> Written problem:
Write out, unchanged, the lines below from the one containing "Where can the flip" through the one containing "point(1253, 809)", inclusive, and nothing else from the entries.

────────────────────

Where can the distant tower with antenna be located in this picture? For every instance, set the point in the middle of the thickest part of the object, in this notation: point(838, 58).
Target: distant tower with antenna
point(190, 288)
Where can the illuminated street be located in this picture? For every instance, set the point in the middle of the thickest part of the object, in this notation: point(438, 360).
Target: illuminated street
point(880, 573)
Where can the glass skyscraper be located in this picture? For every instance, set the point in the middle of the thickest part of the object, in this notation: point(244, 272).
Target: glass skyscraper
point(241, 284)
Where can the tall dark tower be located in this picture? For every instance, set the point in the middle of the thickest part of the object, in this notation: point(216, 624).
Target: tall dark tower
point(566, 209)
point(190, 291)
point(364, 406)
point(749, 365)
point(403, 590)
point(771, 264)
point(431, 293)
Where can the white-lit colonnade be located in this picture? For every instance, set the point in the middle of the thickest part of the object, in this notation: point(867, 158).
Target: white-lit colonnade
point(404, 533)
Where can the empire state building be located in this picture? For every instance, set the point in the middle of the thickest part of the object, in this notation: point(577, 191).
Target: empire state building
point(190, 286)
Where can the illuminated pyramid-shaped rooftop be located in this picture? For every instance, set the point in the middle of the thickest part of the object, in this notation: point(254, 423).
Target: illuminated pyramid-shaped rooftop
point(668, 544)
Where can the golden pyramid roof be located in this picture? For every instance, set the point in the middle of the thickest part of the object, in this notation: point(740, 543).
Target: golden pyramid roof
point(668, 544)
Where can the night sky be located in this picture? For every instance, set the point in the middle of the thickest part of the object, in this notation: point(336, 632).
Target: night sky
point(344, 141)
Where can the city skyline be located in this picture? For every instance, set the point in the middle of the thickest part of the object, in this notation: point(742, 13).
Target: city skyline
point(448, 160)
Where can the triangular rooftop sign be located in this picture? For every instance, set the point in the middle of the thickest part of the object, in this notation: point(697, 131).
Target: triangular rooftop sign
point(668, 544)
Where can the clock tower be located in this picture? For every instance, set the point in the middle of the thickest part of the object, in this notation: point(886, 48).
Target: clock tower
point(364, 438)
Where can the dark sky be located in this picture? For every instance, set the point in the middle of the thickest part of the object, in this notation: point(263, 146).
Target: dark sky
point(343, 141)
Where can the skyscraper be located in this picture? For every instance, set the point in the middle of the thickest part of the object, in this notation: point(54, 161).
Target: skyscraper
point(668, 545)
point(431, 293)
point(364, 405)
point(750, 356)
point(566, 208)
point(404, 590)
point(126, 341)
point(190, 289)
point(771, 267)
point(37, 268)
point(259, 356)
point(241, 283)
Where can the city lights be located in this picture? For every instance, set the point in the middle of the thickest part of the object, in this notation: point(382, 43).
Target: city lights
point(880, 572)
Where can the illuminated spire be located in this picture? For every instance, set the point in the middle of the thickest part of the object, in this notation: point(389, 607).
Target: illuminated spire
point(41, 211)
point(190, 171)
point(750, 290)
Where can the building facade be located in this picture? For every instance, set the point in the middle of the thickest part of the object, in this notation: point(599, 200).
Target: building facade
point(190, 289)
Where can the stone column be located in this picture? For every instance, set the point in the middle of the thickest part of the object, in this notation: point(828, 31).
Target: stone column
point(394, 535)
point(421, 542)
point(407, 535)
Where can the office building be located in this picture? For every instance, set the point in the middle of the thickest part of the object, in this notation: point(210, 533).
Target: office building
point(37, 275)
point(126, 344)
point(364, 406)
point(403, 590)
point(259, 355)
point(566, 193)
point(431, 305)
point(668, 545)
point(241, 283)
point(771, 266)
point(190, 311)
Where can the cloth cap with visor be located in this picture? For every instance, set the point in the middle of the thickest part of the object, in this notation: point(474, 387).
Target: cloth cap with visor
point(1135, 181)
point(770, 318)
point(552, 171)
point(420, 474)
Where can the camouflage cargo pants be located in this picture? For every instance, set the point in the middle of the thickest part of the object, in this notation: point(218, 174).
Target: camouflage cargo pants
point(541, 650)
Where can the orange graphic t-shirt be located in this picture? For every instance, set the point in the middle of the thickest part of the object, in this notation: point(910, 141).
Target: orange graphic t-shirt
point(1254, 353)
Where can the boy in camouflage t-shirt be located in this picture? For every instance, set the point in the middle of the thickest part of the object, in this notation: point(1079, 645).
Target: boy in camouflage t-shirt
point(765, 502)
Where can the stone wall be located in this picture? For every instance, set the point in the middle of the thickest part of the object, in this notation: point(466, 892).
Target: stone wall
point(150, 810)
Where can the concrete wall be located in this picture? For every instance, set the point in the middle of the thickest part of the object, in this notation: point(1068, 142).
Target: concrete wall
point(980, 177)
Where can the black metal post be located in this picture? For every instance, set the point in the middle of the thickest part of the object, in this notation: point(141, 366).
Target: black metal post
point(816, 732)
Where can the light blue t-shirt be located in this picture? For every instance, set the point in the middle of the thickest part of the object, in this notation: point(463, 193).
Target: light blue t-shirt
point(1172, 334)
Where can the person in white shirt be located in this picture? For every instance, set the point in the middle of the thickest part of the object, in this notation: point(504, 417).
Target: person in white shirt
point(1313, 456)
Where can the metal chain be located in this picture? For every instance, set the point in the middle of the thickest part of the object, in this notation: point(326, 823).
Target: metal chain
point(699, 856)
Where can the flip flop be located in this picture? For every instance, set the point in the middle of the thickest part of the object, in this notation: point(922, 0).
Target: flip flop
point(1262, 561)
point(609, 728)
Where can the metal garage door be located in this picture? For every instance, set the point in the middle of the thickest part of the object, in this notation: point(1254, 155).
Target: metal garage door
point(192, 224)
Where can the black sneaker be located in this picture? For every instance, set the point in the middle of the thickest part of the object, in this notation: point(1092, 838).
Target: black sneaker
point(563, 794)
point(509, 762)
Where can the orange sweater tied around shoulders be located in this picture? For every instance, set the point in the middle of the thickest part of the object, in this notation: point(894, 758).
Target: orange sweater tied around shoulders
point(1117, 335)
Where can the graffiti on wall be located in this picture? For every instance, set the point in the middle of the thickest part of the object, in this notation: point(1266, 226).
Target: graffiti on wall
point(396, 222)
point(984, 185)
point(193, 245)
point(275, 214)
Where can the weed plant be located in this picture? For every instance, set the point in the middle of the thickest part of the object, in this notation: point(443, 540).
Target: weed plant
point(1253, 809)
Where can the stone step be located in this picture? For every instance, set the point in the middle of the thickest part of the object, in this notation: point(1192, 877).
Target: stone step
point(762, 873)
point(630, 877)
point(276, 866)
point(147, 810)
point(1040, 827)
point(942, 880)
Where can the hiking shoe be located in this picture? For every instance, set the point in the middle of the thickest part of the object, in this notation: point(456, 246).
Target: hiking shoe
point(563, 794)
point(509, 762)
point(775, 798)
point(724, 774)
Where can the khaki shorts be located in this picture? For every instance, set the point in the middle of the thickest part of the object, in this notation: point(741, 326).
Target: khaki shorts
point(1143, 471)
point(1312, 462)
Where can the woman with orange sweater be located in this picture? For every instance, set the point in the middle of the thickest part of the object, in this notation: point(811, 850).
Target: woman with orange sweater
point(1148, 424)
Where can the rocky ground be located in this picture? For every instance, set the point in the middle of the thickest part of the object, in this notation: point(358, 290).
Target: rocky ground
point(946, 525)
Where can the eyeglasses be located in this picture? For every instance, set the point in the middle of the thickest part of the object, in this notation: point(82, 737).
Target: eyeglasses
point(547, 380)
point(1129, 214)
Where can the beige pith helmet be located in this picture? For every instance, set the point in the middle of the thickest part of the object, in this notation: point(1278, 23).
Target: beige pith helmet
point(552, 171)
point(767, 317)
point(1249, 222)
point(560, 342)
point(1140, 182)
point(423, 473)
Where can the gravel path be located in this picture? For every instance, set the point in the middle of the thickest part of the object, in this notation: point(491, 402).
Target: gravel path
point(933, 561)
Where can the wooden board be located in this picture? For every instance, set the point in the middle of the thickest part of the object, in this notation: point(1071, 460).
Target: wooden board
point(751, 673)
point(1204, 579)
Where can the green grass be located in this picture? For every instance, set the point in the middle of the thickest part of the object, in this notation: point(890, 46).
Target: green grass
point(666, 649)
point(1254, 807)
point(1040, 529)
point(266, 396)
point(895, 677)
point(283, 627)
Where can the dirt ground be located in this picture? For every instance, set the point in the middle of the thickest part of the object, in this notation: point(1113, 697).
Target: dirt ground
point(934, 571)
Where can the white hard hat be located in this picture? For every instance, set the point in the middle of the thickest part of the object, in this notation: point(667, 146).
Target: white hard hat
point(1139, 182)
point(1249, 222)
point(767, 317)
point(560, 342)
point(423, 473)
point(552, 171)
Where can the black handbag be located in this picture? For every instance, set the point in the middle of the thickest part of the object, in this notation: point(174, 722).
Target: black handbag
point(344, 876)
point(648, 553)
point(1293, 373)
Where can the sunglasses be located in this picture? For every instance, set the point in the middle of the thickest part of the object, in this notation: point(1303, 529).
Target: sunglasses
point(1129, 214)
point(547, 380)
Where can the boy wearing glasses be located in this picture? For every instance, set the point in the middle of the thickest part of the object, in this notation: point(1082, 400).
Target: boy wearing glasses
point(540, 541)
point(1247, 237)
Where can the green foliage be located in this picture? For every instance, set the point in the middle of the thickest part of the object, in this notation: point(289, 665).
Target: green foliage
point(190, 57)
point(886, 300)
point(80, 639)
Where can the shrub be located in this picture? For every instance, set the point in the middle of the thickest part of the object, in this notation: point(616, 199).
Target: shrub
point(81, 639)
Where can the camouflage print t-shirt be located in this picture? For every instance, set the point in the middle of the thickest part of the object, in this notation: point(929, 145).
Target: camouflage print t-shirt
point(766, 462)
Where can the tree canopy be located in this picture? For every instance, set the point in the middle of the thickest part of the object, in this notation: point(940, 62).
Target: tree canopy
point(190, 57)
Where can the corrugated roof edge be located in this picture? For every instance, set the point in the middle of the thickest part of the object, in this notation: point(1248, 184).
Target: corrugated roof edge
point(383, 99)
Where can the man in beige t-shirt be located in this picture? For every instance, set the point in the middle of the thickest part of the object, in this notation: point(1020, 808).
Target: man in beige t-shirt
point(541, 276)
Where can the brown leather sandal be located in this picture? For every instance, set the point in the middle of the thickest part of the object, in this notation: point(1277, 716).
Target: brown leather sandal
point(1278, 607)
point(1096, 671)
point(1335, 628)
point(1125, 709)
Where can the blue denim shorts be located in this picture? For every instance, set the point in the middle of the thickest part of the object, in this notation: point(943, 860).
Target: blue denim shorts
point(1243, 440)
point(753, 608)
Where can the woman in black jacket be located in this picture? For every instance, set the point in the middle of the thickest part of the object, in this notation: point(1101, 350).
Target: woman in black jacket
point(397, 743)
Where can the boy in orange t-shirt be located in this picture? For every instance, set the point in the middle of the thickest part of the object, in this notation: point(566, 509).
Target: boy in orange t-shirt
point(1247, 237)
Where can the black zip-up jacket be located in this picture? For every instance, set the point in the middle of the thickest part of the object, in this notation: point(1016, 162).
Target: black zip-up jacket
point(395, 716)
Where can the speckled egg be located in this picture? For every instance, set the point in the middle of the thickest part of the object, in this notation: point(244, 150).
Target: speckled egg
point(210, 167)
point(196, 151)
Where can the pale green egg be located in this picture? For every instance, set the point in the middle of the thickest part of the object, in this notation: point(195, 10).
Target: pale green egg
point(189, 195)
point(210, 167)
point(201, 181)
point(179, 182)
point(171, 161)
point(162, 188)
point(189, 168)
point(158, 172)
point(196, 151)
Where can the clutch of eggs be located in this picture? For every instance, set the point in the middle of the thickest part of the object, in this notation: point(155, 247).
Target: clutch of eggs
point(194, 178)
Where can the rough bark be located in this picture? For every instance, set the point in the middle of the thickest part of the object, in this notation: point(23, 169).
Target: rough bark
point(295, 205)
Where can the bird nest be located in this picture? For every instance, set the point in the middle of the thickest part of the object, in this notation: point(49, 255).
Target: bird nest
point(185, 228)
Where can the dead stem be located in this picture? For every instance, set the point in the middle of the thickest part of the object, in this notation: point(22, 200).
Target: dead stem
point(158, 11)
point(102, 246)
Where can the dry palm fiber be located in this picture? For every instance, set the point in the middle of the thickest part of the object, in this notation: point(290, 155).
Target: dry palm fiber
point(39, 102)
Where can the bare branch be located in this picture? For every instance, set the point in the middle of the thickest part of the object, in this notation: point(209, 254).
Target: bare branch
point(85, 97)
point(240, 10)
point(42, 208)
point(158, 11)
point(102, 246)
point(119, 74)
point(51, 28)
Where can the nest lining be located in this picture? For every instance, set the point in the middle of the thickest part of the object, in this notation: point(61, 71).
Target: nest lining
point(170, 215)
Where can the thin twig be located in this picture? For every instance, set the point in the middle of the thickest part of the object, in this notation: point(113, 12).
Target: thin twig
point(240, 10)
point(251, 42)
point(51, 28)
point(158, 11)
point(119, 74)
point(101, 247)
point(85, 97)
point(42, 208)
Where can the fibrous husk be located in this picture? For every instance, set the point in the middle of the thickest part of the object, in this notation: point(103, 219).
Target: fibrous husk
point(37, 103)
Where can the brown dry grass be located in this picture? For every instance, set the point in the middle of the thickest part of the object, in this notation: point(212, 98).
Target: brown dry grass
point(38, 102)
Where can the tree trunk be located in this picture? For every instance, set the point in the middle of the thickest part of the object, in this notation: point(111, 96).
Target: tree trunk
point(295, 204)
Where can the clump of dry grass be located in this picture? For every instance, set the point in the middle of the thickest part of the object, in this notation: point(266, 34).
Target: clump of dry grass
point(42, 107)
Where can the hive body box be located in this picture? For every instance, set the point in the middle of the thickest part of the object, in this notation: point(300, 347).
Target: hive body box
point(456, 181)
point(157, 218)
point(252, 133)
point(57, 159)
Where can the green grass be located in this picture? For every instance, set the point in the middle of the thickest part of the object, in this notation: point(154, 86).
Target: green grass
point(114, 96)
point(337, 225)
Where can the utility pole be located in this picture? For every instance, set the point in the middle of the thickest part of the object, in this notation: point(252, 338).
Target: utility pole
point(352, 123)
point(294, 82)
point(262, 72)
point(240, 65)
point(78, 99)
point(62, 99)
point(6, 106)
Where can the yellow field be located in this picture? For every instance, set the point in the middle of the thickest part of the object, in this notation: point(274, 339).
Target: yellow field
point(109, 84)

────────────────────

> Final result:
Where can the flip flop be located in this picture? For every instance, set the point in the middle of the thickest part of the object, in this notation: point(922, 0).
Target: flip flop
point(1262, 561)
point(609, 728)
Where can the metal garage door be located in this picture? For every instance, set the point in the middle of the thickest part of the object, in this notation: point(1254, 155).
Target: metal garage door
point(192, 224)
Where can the black sneaker be located in this picture? For every instance, set the point in the middle of the thickest part of the object, in this notation: point(1092, 838).
Target: black sneaker
point(563, 794)
point(509, 762)
Where can the orange sweater tied around shoulders be located in this picture? For every instance, set the point in the middle of the thickest part of the object, in this notation: point(894, 758).
Target: orange sweater tied around shoulders
point(1117, 335)
Where can the graffiti on wall be located in this picture? For every instance, set the point in the middle of the thickest part of the object, in this notation: point(1266, 226).
Target: graffiti on wall
point(396, 222)
point(984, 185)
point(193, 245)
point(275, 214)
Where can the weed plant be located in this picture? For every instance, set the point in the middle of the thickest part of the object, in this notation: point(443, 540).
Target: weed plant
point(1253, 809)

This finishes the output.